Copy the rows below verbatim, beginning with the line that contains "Highlight woman's neck" and ending with the line that contains "[[128, 76, 179, 92]]", both lines included.

=======

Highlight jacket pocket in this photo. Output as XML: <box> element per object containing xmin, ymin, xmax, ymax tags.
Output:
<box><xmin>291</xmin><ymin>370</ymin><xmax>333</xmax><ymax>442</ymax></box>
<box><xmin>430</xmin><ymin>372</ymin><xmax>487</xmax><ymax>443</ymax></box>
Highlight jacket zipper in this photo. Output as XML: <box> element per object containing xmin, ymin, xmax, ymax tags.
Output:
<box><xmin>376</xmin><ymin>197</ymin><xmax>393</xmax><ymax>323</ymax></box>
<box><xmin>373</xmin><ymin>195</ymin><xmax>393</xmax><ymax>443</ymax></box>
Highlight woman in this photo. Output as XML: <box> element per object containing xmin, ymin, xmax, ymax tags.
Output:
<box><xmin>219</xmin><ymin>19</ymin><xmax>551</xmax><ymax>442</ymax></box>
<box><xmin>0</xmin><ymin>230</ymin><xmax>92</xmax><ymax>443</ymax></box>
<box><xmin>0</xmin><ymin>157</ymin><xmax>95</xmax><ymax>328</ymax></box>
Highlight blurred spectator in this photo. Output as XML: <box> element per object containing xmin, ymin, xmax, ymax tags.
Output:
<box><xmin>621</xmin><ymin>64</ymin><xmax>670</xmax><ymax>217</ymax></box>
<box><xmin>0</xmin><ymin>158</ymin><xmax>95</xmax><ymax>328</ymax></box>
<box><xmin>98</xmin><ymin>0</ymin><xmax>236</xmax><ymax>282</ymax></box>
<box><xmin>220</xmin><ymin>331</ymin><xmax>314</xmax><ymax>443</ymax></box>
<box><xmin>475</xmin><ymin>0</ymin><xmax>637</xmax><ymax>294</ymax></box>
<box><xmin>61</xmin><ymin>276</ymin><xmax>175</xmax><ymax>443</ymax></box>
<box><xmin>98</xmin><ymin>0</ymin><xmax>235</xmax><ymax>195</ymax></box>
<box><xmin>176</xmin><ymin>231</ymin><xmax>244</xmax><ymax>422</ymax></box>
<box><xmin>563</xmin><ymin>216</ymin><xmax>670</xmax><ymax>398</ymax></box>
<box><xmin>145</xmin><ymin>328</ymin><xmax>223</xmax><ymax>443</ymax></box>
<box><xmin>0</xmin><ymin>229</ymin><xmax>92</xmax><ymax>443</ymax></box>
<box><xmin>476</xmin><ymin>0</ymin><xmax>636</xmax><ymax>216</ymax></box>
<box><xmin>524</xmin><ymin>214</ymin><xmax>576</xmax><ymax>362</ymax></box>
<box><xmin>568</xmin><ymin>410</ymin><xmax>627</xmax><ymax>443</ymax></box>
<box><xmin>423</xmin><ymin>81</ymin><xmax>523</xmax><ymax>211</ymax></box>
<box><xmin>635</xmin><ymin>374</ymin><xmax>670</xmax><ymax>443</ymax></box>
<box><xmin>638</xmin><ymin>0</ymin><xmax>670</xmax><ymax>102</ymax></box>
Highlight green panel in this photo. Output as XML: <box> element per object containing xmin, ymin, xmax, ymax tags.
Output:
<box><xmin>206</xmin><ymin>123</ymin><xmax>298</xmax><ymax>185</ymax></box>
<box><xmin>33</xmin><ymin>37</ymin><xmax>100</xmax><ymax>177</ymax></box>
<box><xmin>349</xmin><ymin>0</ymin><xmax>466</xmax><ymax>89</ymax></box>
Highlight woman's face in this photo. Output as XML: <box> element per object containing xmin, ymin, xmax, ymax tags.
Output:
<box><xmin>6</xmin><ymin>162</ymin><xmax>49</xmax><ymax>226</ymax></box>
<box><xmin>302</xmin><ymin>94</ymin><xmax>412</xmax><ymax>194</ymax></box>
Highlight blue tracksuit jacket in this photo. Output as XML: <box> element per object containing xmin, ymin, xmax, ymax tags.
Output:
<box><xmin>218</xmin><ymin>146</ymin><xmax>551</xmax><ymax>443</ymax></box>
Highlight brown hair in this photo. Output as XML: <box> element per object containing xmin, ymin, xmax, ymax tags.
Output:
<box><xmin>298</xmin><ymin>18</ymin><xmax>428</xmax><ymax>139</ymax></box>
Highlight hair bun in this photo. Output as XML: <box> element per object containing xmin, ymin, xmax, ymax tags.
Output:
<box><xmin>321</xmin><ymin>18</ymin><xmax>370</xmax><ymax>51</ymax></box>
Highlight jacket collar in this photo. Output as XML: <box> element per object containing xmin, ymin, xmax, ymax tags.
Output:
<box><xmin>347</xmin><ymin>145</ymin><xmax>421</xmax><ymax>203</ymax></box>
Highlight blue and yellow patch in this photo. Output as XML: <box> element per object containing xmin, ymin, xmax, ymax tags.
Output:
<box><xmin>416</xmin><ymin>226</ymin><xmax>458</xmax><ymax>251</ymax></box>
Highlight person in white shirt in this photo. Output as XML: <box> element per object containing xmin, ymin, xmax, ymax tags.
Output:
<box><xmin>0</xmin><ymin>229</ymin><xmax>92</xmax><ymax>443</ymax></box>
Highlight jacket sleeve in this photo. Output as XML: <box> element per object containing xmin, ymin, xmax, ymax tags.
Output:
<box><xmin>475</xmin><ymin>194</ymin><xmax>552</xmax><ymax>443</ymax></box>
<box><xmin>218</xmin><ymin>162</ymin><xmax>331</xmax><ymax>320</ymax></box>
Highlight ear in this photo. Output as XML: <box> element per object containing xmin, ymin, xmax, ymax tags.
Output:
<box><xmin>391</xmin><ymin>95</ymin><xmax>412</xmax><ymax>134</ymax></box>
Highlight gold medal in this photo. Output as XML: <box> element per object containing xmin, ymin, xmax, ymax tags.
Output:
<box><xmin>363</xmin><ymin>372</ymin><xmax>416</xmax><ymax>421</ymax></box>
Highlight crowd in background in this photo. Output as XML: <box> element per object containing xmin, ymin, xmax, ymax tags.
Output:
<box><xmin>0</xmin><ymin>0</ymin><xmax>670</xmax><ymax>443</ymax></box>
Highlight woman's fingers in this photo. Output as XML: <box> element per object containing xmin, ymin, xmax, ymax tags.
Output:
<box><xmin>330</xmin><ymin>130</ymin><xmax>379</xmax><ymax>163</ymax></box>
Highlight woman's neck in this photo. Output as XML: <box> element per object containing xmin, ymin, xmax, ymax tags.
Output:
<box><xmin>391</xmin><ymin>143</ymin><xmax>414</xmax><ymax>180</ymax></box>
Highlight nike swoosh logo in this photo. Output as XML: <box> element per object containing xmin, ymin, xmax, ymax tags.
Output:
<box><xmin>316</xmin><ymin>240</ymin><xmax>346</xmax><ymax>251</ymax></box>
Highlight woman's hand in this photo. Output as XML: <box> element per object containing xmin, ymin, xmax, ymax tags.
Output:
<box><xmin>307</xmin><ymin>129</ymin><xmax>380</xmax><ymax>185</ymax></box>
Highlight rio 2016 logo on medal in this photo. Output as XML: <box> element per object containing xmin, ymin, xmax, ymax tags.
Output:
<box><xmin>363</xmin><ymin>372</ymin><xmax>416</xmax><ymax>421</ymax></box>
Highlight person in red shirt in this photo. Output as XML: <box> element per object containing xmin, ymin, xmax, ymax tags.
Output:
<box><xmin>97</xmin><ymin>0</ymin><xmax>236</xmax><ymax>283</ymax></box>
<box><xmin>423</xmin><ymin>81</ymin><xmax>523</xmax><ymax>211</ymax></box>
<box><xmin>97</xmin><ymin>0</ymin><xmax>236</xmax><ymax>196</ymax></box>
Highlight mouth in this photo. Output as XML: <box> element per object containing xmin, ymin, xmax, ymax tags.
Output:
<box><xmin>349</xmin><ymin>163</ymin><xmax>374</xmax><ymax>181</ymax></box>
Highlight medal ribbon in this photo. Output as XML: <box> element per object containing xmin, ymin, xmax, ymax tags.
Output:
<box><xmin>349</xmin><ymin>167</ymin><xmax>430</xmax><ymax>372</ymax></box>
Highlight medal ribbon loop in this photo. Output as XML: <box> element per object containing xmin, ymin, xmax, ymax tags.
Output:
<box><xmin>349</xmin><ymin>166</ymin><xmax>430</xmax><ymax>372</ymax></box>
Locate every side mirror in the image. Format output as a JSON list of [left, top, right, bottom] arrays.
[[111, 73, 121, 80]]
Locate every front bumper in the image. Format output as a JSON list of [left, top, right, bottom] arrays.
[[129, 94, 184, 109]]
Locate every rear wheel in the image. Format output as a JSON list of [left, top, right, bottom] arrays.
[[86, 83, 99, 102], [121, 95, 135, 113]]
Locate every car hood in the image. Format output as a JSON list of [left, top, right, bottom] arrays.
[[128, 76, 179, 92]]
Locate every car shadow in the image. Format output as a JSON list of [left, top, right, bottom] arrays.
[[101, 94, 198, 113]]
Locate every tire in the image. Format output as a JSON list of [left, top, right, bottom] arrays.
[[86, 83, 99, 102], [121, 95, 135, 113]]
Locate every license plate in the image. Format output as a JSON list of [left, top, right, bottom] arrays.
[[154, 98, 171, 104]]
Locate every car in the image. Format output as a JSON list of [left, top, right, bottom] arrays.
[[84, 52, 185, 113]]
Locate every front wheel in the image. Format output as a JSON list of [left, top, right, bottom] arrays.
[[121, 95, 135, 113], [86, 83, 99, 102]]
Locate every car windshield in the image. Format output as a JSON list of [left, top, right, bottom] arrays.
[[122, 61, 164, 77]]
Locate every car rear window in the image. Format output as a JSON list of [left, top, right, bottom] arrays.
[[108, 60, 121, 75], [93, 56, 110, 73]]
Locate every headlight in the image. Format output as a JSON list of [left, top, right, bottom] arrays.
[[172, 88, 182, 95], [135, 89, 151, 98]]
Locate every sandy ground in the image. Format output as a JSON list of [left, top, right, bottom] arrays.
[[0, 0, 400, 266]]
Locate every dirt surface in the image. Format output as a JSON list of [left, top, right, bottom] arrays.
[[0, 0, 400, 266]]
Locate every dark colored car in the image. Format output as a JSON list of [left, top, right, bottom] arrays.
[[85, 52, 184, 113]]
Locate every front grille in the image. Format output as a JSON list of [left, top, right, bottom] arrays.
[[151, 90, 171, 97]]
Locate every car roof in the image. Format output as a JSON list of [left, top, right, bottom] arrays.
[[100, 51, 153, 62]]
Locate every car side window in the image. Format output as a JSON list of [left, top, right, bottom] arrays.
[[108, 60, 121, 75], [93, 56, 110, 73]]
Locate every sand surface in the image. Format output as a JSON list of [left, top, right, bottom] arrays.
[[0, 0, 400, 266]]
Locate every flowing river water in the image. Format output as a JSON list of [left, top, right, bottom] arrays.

=======

- SOLUTION FOR THIS PROBLEM
Highlight woman's neck in this photo. Output as XML: <box> element per object containing xmin, ymin, xmax, ymax tags.
Output:
<box><xmin>391</xmin><ymin>143</ymin><xmax>414</xmax><ymax>180</ymax></box>
Highlight nike swoosh logo in this photo. Output as XML: <box> element per object containing xmin, ymin, xmax, ymax tags.
Output:
<box><xmin>316</xmin><ymin>240</ymin><xmax>346</xmax><ymax>251</ymax></box>
Highlight woman's hand in this photo. Output as XML: <box> element per object containing xmin, ymin, xmax, ymax tags.
Output:
<box><xmin>307</xmin><ymin>129</ymin><xmax>380</xmax><ymax>185</ymax></box>
Highlight rio 2016 logo on medal in this photo. Output as XML: <box> element per object containing xmin, ymin, xmax, ymax tags.
Output:
<box><xmin>363</xmin><ymin>372</ymin><xmax>416</xmax><ymax>421</ymax></box>
Highlight person in red shirt in this photo. Output as XML: <box> element per object containing xmin, ymin, xmax, ymax tags.
Output:
<box><xmin>97</xmin><ymin>0</ymin><xmax>236</xmax><ymax>283</ymax></box>
<box><xmin>423</xmin><ymin>81</ymin><xmax>523</xmax><ymax>211</ymax></box>
<box><xmin>97</xmin><ymin>0</ymin><xmax>236</xmax><ymax>196</ymax></box>
Highlight mouth in this photo. Output as XML: <box> element per object containing xmin, ymin, xmax, ymax tags.
Output:
<box><xmin>349</xmin><ymin>163</ymin><xmax>374</xmax><ymax>181</ymax></box>
Highlight medal ribbon in this photo. Output as XML: <box> element per object containing xmin, ymin, xmax, ymax tags.
Output:
<box><xmin>349</xmin><ymin>167</ymin><xmax>430</xmax><ymax>372</ymax></box>
Highlight medal ribbon loop in this photo. Output as XML: <box> element per object containing xmin, ymin, xmax, ymax tags.
Output:
<box><xmin>349</xmin><ymin>166</ymin><xmax>430</xmax><ymax>372</ymax></box>
Locate every side mirror in the image. Format output as a JSON list of [left, top, right, bottom] arrays.
[[111, 73, 121, 80]]
Locate every front bumper in the image. Format output as a JSON list of [left, top, right, bottom] arrays.
[[129, 94, 184, 109]]
Locate every rear wheel in the image. Format output as a JSON list of [left, top, right, bottom] arrays.
[[86, 83, 99, 102], [121, 95, 135, 113]]
Locate every car hood in the image. Format output as a JSON list of [left, top, right, bottom] arrays.
[[128, 76, 179, 92]]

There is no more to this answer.